> What you should do: The records appear below. Set down exactly each line from the one that contains "of the second" through the last, both included.

*** Block opens ***

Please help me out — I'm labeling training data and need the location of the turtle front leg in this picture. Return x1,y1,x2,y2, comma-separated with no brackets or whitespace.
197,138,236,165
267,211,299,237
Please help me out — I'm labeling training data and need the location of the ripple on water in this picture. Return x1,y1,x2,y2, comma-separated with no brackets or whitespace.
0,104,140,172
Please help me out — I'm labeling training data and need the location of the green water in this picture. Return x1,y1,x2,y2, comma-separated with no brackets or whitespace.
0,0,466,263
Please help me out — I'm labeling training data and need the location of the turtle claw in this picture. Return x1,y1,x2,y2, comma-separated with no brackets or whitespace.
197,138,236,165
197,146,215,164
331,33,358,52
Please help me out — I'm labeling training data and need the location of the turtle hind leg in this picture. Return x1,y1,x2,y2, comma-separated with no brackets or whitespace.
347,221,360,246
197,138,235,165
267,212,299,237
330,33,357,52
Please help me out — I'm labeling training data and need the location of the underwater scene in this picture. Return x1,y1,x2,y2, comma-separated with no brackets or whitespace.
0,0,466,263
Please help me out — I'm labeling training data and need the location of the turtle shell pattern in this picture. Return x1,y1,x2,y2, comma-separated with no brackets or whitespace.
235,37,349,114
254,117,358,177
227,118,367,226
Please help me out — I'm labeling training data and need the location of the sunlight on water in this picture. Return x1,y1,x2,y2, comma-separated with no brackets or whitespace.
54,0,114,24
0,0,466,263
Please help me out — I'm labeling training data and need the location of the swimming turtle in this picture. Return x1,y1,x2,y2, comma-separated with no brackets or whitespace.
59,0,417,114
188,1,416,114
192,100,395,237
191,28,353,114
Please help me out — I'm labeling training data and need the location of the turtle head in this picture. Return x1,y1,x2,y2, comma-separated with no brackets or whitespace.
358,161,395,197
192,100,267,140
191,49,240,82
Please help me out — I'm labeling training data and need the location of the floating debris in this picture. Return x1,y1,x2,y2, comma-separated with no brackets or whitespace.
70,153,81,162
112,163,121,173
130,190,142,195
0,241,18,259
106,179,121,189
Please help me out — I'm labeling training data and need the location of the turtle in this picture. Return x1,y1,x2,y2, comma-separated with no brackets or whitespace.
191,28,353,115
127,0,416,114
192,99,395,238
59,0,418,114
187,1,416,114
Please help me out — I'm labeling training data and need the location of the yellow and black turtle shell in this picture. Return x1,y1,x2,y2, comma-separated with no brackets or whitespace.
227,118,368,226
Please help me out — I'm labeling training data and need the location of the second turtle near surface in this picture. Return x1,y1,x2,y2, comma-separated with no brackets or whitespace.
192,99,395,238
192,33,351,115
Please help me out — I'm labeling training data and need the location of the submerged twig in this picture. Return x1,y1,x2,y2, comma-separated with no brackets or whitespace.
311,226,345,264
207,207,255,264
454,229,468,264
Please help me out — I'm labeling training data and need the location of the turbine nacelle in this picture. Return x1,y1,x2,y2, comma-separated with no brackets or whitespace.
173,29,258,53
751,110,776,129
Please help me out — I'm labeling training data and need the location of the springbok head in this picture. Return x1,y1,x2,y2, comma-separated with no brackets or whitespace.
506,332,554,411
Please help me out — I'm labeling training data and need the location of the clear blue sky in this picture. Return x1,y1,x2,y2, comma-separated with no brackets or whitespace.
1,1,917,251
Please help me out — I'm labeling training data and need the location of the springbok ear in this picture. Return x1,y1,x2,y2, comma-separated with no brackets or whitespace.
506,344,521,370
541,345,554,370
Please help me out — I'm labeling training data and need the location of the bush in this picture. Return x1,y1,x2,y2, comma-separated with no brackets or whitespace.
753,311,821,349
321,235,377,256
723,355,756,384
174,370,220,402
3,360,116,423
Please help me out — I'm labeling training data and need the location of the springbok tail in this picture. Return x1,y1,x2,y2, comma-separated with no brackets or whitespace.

*** Block closes ***

> Answer for this exercise:
Please help me out — I'm labeling training data and need the location of the second turtle near surface in this picture. Return x1,y1,x2,y2, comma-separated with no brackets or whitespace.
192,99,395,238
192,33,351,115
Please help me out — I'm labeling training data and need the location of the submerged twig in this picture. Return x1,y1,x2,y2, comma-separated with no brackets or whitespace.
311,226,345,264
207,207,255,264
454,229,468,264
Please help me out — I'm labeling training data and need the location of the turbine nacelle in this picture. Return x1,y1,x2,y2, comma-separated with no brackets or whitespace.
173,29,258,53
751,110,776,129
Please help me out — I'm labeling training data and need the location of the springbok head in this picture. Return x1,y1,x2,y2, comma-separated with no brackets or whitespace.
506,332,554,411
Please help me out — I'm labeling training data and need the location of the clear blue sky in this picture. Return x1,y1,x2,y2, comma-separated with no brackets or whitespace.
1,1,917,251
Please help me out — I'm labeling training data and need the location of the springbok ear in this picture. Return x1,y1,x2,y2, comma-separated with no brackets or whitespace.
506,344,521,370
541,345,554,370
Please help me out — I'm labeling training data and need the location of the bush in this picture. Return x1,y1,x2,y2, comma-separated with no brackets or whitespace.
753,311,821,349
321,235,377,256
723,355,756,384
174,370,220,402
3,360,116,423
Please help me out — I'm labeling training data and need the location of the springbok tail in this picture. Return x1,y1,x2,y2, comma-separated with no brackets or whitespace.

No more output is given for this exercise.